PROVIDED RECORDS:
BEGIN

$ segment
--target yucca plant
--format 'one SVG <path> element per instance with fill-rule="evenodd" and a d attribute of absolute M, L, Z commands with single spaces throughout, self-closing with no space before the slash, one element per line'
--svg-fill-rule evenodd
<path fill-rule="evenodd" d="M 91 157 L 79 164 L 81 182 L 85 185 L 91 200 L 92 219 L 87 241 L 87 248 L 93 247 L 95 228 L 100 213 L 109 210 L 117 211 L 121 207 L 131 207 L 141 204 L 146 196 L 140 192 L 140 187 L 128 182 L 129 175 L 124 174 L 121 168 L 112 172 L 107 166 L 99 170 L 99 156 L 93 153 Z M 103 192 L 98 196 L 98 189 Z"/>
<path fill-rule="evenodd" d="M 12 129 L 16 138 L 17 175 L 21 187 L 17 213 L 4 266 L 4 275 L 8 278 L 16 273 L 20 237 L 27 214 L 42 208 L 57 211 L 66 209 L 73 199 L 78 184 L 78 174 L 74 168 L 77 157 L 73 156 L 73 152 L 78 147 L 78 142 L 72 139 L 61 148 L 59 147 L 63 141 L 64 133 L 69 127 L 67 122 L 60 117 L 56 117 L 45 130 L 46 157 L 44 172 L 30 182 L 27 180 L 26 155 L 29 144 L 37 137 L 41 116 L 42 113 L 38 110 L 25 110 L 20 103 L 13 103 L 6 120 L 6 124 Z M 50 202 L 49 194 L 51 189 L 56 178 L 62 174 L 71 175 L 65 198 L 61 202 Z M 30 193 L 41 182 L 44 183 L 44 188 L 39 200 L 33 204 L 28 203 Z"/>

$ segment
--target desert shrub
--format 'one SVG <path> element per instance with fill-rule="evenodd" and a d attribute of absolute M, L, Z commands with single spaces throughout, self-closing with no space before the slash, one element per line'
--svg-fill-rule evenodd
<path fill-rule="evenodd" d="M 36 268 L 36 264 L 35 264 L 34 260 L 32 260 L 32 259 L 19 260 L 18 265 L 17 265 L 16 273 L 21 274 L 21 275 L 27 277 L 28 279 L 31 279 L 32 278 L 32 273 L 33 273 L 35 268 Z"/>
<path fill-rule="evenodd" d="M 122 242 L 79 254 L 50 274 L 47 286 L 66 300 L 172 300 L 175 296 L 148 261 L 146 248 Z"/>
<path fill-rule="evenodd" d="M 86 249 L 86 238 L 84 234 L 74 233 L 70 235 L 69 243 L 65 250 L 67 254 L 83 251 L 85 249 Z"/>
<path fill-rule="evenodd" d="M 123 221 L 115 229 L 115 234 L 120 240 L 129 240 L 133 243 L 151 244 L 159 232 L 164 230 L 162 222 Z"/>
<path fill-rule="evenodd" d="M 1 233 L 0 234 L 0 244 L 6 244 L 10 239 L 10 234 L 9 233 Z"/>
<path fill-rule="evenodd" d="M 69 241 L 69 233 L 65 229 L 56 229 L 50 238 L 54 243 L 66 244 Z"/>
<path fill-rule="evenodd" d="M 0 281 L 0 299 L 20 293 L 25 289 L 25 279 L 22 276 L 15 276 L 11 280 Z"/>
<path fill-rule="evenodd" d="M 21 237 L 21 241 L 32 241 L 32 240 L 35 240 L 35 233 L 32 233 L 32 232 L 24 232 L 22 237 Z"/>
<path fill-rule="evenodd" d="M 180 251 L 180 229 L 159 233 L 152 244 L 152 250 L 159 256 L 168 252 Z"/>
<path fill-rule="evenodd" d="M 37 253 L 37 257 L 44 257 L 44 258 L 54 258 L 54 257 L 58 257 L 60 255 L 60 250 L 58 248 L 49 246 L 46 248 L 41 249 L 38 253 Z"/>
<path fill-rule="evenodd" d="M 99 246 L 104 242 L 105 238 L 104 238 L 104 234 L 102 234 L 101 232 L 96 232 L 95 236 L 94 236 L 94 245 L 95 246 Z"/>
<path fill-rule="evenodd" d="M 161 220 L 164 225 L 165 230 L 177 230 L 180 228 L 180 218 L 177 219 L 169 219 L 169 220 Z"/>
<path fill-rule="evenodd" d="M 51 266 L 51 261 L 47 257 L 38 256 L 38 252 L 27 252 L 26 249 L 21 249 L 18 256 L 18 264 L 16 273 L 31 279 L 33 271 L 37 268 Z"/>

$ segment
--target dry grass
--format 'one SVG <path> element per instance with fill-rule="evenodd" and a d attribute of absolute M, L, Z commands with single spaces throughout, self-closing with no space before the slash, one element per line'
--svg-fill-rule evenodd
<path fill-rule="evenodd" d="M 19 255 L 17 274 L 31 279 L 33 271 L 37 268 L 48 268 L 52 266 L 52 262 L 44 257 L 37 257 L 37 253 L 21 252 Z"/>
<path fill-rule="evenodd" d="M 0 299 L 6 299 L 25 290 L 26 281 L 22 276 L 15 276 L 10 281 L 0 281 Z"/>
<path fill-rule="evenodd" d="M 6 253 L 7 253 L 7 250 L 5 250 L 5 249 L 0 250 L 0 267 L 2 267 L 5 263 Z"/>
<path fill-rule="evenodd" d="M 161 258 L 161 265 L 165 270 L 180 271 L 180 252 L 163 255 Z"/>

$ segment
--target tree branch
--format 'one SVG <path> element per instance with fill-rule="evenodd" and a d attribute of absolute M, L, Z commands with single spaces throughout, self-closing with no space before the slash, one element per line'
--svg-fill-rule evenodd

END

TASK REQUIREMENTS:
Start at the line containing "--target dry grass". Repeat it and each line after it, word for word, to the end of the records.

RESPONSE AREA:
--target dry grass
--format 'one SVG <path> element per instance with fill-rule="evenodd" and a d attribute of absolute M, L, Z commands with single spaces throughout, self-closing with no space before the slash, one element per line'
--svg-fill-rule evenodd
<path fill-rule="evenodd" d="M 19 255 L 17 274 L 31 279 L 33 271 L 37 268 L 48 268 L 52 266 L 52 262 L 44 257 L 37 257 L 37 253 L 21 252 Z"/>
<path fill-rule="evenodd" d="M 0 299 L 6 299 L 25 290 L 26 281 L 22 276 L 15 276 L 10 281 L 0 281 Z"/>
<path fill-rule="evenodd" d="M 6 253 L 7 253 L 7 250 L 5 250 L 5 249 L 0 250 L 0 267 L 2 267 L 5 263 Z"/>
<path fill-rule="evenodd" d="M 161 258 L 161 265 L 165 270 L 180 271 L 180 252 L 163 255 Z"/>

$ segment
--target tree branch
--format 'one SVG <path> element per instance with fill-rule="evenodd" and a d attribute of absolute M, L, Z commands with single spaces throughout, self-closing with no space before the slash, one element per line'
--svg-fill-rule evenodd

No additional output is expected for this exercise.